● ACTIVITY
When you reproduce the data, keep every word exactly as it stands and leave the pictures out.

Saved data entries:
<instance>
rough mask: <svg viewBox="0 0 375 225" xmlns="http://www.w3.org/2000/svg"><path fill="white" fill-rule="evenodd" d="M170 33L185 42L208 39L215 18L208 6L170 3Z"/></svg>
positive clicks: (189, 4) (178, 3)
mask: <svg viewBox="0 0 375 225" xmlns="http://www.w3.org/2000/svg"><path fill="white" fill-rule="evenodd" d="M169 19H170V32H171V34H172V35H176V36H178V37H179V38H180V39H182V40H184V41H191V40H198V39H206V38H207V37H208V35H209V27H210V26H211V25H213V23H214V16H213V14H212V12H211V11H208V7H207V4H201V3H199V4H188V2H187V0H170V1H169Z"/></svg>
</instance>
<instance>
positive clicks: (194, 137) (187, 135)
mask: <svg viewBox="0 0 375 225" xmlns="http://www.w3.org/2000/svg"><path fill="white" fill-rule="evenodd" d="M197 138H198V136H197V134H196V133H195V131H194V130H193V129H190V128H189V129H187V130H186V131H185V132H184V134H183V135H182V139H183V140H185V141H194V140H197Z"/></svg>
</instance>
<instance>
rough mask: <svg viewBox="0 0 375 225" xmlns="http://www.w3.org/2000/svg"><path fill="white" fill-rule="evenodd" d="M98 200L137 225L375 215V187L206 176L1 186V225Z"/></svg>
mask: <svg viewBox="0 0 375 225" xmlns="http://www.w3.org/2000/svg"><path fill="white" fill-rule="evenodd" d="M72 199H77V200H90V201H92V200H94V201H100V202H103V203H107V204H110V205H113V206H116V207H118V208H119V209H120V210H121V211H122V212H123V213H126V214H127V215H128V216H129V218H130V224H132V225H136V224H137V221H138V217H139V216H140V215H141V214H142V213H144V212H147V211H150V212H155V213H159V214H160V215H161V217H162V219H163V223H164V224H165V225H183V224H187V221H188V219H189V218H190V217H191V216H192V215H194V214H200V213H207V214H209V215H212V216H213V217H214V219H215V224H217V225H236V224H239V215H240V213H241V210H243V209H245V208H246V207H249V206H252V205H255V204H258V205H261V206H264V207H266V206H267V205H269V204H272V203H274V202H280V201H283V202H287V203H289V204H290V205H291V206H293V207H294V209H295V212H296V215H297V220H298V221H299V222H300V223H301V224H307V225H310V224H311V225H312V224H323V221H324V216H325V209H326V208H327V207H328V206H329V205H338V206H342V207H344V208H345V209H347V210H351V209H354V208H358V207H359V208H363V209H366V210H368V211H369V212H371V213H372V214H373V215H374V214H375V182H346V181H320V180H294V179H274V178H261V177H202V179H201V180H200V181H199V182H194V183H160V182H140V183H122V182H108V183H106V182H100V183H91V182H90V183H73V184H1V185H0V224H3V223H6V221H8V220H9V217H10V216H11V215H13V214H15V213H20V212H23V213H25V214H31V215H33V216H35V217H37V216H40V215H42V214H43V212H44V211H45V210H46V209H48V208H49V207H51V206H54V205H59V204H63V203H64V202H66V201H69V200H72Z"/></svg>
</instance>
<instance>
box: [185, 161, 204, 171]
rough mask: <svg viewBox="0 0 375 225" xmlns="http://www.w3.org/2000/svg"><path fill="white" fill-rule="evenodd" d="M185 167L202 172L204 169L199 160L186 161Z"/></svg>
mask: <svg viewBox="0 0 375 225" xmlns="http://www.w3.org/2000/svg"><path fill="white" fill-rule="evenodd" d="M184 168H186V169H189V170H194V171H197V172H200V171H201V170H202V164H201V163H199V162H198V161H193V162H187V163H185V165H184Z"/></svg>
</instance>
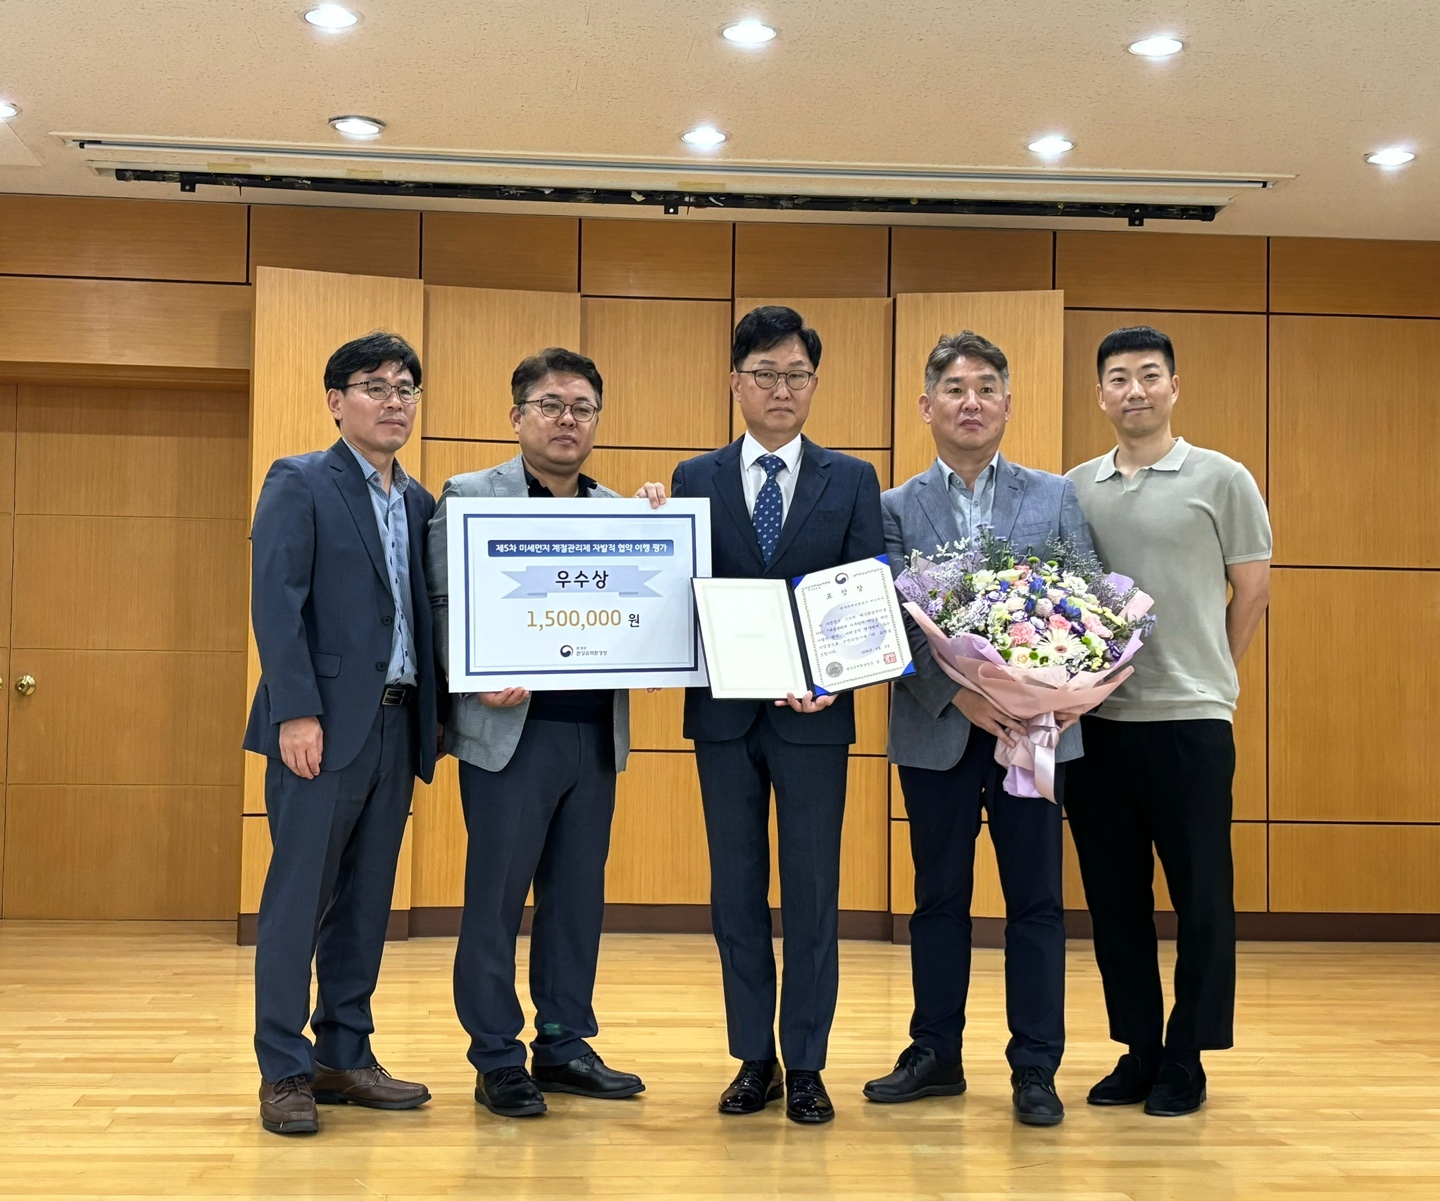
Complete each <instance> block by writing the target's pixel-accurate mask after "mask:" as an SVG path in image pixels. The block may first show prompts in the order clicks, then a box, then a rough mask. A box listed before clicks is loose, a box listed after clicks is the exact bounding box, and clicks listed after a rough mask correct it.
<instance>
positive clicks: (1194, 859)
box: [1066, 716, 1236, 1051]
mask: <svg viewBox="0 0 1440 1201" xmlns="http://www.w3.org/2000/svg"><path fill="white" fill-rule="evenodd" d="M1081 721H1083V729H1084V750H1086V753H1084V759H1080V760H1077V762H1076V763H1074V765H1073V768H1071V776H1070V789H1068V792H1067V795H1066V811H1067V812H1068V815H1070V832H1071V834H1073V835H1074V840H1076V851H1079V854H1080V877H1081V880H1083V881H1084V894H1086V903H1087V904H1089V906H1090V920H1092V923H1093V926H1094V958H1096V962H1097V963H1099V966H1100V979H1102V982H1103V985H1104V1005H1106V1011H1107V1012H1109V1017H1110V1037H1112V1038H1113V1040H1115V1041H1116V1043H1125V1044H1126V1045H1130V1047H1145V1048H1153V1047H1159V1045H1161V1035H1162V1030H1164V1040H1165V1045H1166V1047H1169V1048H1172V1050H1176V1051H1205V1050H1221V1048H1224V1047H1230V1045H1233V1043H1234V1015H1236V901H1234V889H1236V877H1234V863H1233V860H1231V850H1230V819H1231V811H1233V799H1231V783H1233V781H1234V775H1236V742H1234V732H1233V729H1231V724H1230V723H1228V721H1223V720H1197V721H1113V720H1106V719H1103V717H1090V716H1087V717H1083V719H1081ZM1152 847H1153V848H1155V851H1153V853H1152V850H1151V848H1152ZM1155 853H1158V854H1159V858H1161V864H1162V865H1164V868H1165V880H1166V883H1168V884H1169V893H1171V901H1172V903H1174V906H1175V919H1176V937H1175V1008H1174V1009H1172V1011H1171V1017H1169V1024H1168V1028H1166V1027H1165V1001H1164V995H1162V992H1161V968H1159V950H1158V945H1156V935H1155V890H1153V880H1155V857H1153V855H1155Z"/></svg>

● REPLY
<instance>
rough mask: <svg viewBox="0 0 375 225" xmlns="http://www.w3.org/2000/svg"><path fill="white" fill-rule="evenodd" d="M170 33L185 42L208 39L215 18L208 6L170 3Z"/></svg>
positive clicks: (189, 4) (178, 3)
mask: <svg viewBox="0 0 375 225" xmlns="http://www.w3.org/2000/svg"><path fill="white" fill-rule="evenodd" d="M169 19H170V32H171V34H172V35H176V36H178V37H179V38H180V39H182V40H184V41H191V40H198V39H206V38H207V37H208V35H209V27H210V26H211V25H213V23H214V16H213V14H212V12H211V11H208V7H207V4H201V3H199V4H188V2H187V0H170V1H169Z"/></svg>
</instance>
<instance>
positive clicks: (194, 137) (187, 135)
mask: <svg viewBox="0 0 375 225" xmlns="http://www.w3.org/2000/svg"><path fill="white" fill-rule="evenodd" d="M197 138H198V136H197V134H196V133H195V131H194V130H193V129H190V128H189V129H187V130H186V131H185V132H184V134H183V135H182V139H183V140H185V141H194V140H197Z"/></svg>
</instance>
<instance>
rough mask: <svg viewBox="0 0 375 225" xmlns="http://www.w3.org/2000/svg"><path fill="white" fill-rule="evenodd" d="M98 200L137 225L375 215V187L206 176L1 186V225Z"/></svg>
mask: <svg viewBox="0 0 375 225" xmlns="http://www.w3.org/2000/svg"><path fill="white" fill-rule="evenodd" d="M72 199H77V200H90V201H92V200H94V201H100V202H103V203H107V204H110V205H113V206H116V207H118V208H119V209H120V210H121V211H122V212H123V213H126V214H127V215H128V216H129V218H130V224H132V225H136V224H137V221H138V217H139V216H140V215H141V214H142V213H144V212H147V211H150V212H155V213H159V214H160V215H161V217H162V219H163V223H164V224H165V225H183V224H187V221H188V219H189V218H190V217H191V216H192V215H194V214H200V213H207V214H209V215H212V216H213V217H214V219H215V224H217V225H236V224H239V215H240V213H241V210H243V209H245V208H246V207H249V206H252V205H255V204H258V205H261V206H264V207H266V206H267V205H269V204H272V203H274V202H280V201H283V202H287V203H289V204H290V205H291V206H293V207H294V209H295V212H296V215H297V220H298V221H299V222H300V223H301V224H307V225H310V224H311V225H312V224H323V221H324V216H325V209H326V208H327V207H328V206H329V205H338V206H342V207H344V208H345V209H347V210H351V209H354V208H358V207H359V208H363V209H366V210H368V211H369V212H371V213H372V214H373V215H374V214H375V182H346V181H320V180H294V179H274V178H261V177H202V179H201V180H200V181H199V182H194V183H160V182H140V183H122V182H108V183H106V182H100V183H91V182H90V183H73V184H1V185H0V224H3V223H6V221H8V220H9V217H10V216H11V215H13V214H15V213H20V212H23V213H25V214H31V215H33V216H35V217H37V216H40V215H42V214H43V212H44V211H45V210H46V209H48V208H49V207H51V206H54V205H59V204H63V203H64V202H66V201H69V200H72Z"/></svg>
</instance>
<instance>
box: [185, 161, 204, 171]
rough mask: <svg viewBox="0 0 375 225" xmlns="http://www.w3.org/2000/svg"><path fill="white" fill-rule="evenodd" d="M185 167L202 172L204 169L199 160L186 161Z"/></svg>
mask: <svg viewBox="0 0 375 225" xmlns="http://www.w3.org/2000/svg"><path fill="white" fill-rule="evenodd" d="M184 168H186V169H189V170H194V171H197V172H200V171H201V170H202V164H201V163H199V162H198V161H193V162H187V163H185V165H184Z"/></svg>
</instance>
Complete each <instance> block by writing the target's pixel-accurate mask after "mask:" as an SVG path in image pixels. The block may first show prompts in the order clicks, then a box, then a rough mask. A box listed before clicks is loose, a box listed after clicks is the exact bounding box, and clicks listed after a rough mask correct it.
<instance>
positive clicks: (1194, 859)
box: [1066, 716, 1236, 1051]
mask: <svg viewBox="0 0 1440 1201" xmlns="http://www.w3.org/2000/svg"><path fill="white" fill-rule="evenodd" d="M1081 721H1083V729H1084V750H1086V753H1084V759H1080V760H1077V762H1076V763H1074V765H1073V768H1071V776H1070V789H1068V792H1067V795H1066V811H1067V812H1068V815H1070V832H1071V834H1073V835H1074V840H1076V851H1079V854H1080V877H1081V880H1083V881H1084V894H1086V903H1087V904H1089V906H1090V920H1092V923H1093V926H1094V958H1096V962H1097V963H1099V966H1100V979H1102V982H1103V985H1104V1005H1106V1011H1107V1012H1109V1017H1110V1037H1112V1038H1113V1040H1115V1041H1116V1043H1125V1044H1126V1045H1130V1047H1145V1048H1153V1047H1159V1045H1161V1035H1162V1030H1164V1040H1165V1045H1166V1047H1169V1048H1172V1050H1176V1051H1205V1050H1221V1048H1224V1047H1230V1045H1233V1043H1234V1015H1236V901H1234V889H1236V877H1234V863H1233V860H1231V850H1230V819H1231V811H1233V799H1231V783H1233V781H1234V775H1236V742H1234V732H1233V729H1231V724H1230V723H1228V721H1223V720H1197V721H1113V720H1106V719H1103V717H1090V716H1087V717H1083V719H1081ZM1152 847H1153V848H1155V851H1153V853H1152V850H1151V848H1152ZM1155 853H1158V854H1159V858H1161V864H1162V865H1164V868H1165V880H1166V883H1168V884H1169V893H1171V901H1172V903H1174V906H1175V919H1176V937H1175V1008H1174V1009H1172V1011H1171V1017H1169V1024H1168V1028H1166V1027H1165V1001H1164V995H1162V992H1161V968H1159V950H1158V945H1156V935H1155V890H1153V880H1155V857H1153V855H1155Z"/></svg>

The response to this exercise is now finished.